(The exercise): Set down exactly, and only, the lines from the one with "the white wall" to the final line of the entries, both included.

Coordinate annotation entries:

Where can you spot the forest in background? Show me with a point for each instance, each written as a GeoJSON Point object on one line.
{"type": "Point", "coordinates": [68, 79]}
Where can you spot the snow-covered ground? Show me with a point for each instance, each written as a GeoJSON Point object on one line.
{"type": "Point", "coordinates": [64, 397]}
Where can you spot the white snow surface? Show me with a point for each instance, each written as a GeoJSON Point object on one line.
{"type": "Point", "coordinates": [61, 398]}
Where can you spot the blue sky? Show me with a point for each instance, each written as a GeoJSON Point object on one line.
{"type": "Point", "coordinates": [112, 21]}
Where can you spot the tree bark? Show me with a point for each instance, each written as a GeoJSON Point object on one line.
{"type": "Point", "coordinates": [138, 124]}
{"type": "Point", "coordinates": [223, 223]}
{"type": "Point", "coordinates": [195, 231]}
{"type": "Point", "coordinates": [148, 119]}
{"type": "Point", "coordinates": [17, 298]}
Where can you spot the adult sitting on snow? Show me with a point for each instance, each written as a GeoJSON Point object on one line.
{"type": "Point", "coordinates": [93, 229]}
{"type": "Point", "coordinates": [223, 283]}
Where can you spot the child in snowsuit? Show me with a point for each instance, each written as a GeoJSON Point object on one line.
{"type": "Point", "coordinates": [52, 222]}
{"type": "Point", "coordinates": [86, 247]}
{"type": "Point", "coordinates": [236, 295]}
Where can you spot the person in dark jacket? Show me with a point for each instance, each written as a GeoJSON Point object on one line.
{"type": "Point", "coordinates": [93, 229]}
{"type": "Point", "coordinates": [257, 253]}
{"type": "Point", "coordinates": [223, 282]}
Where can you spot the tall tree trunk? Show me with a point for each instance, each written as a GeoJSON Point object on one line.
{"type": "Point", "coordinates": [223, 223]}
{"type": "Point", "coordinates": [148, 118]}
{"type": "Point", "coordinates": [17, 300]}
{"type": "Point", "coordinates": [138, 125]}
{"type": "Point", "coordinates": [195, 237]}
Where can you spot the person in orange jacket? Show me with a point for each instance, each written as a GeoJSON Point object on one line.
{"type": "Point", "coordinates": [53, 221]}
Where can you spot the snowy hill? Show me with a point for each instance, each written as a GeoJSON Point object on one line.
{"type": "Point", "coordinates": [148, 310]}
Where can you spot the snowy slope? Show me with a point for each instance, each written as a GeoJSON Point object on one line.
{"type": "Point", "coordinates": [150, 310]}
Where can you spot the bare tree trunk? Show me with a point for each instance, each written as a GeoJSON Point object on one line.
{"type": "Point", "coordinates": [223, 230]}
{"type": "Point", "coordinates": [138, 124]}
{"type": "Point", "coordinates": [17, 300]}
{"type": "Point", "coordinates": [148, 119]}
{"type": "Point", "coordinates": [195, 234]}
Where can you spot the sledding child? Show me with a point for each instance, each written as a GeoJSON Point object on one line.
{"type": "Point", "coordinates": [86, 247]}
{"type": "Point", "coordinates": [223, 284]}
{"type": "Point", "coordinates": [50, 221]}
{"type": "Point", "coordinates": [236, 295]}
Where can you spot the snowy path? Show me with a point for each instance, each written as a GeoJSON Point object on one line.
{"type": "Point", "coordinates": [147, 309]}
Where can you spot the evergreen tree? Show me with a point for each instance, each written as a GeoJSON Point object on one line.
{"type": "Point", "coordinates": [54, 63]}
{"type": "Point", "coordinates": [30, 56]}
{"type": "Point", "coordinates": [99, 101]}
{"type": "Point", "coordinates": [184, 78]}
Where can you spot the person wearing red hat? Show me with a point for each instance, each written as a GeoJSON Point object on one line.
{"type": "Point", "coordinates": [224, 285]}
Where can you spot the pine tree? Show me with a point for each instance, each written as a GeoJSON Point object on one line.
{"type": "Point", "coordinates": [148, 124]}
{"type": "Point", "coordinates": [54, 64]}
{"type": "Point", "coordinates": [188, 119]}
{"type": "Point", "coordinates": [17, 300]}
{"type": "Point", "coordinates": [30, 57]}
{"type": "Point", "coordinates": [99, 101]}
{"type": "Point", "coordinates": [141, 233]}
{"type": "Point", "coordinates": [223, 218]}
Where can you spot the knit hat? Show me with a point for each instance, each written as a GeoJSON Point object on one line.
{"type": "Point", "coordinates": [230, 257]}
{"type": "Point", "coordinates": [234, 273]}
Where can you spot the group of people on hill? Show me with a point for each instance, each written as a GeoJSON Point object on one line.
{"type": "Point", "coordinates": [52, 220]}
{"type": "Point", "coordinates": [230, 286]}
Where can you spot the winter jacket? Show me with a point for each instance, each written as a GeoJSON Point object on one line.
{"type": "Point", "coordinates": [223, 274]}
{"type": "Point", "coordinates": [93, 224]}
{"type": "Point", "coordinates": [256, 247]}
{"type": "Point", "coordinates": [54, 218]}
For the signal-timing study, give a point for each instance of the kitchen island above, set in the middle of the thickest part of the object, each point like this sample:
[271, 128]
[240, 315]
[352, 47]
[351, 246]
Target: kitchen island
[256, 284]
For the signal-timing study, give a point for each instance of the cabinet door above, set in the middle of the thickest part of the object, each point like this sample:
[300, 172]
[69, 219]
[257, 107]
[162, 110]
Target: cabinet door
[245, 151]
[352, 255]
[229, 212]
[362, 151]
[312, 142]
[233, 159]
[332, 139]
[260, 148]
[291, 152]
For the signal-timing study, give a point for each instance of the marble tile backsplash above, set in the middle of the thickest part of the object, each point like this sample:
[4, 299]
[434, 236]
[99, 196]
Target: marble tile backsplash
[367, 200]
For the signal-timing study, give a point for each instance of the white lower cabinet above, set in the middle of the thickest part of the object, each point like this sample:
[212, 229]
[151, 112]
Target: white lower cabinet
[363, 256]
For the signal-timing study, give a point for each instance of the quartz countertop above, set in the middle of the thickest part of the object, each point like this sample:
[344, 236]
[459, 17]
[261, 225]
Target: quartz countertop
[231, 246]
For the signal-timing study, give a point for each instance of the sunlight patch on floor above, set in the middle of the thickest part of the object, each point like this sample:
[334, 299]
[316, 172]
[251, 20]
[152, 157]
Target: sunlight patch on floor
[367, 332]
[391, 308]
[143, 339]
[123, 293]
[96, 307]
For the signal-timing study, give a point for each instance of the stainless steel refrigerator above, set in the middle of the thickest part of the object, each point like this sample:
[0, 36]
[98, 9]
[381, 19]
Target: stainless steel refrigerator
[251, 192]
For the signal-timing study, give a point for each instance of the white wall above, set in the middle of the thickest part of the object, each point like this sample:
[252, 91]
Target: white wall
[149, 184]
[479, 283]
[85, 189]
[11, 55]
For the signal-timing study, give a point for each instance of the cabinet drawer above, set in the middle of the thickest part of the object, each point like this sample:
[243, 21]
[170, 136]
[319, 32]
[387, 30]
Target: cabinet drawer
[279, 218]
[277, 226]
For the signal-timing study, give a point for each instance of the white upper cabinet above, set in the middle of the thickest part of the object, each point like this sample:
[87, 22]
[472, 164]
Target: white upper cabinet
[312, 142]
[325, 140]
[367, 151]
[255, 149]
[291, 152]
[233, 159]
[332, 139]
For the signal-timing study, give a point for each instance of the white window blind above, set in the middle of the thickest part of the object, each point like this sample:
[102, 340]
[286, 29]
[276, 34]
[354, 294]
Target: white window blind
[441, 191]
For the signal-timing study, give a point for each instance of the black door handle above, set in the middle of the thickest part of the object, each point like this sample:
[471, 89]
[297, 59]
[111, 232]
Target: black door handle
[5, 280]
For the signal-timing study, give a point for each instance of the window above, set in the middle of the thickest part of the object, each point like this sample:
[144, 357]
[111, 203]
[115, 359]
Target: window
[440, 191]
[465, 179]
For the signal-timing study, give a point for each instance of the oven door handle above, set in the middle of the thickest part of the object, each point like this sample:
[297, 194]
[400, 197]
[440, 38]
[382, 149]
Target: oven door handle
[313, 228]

(Result):
For the signal-timing study, give a point for each instance of the white wall above, set in the middle of the thickest part of the object, each point like this sample:
[252, 91]
Target: white wall
[149, 184]
[479, 283]
[85, 189]
[11, 55]
For the signal-timing study, give a point for each instance of the cabinet drawer above, set in the middle of the thickest part of the object, each point like this sample:
[243, 21]
[170, 136]
[319, 32]
[387, 30]
Target: cabinet drawer
[279, 218]
[277, 226]
For the signal-timing study, give a point for each instance of the white upper cabinet above, set in the middle of the thickest part of the object, each point like this sample:
[87, 22]
[472, 164]
Target: white upper cabinet
[312, 142]
[325, 140]
[367, 151]
[255, 149]
[291, 152]
[233, 159]
[332, 139]
For the signal-timing study, give a point for each instance of the white window blind above, set in the middle of the thickest part of the object, each point like this sample:
[102, 340]
[286, 29]
[276, 34]
[354, 294]
Target: white window blind
[441, 191]
For the signal-timing study, give a point for each instance of the black door handle above, set in the middle of the thickest part of the object, each point like this sample:
[471, 89]
[297, 59]
[111, 232]
Target: black door handle
[5, 280]
For the signal-timing study, give a point for each instance of the window above, set in the middle of the thickest part of the object, each point like this sample:
[144, 357]
[111, 203]
[115, 359]
Target: window
[440, 191]
[465, 179]
For the signal-timing study, give a point for each instance of the oven door handle above, set in the middle of the thickest part of the object, each point like this sample:
[297, 194]
[400, 197]
[440, 38]
[382, 149]
Target: oven door handle
[313, 228]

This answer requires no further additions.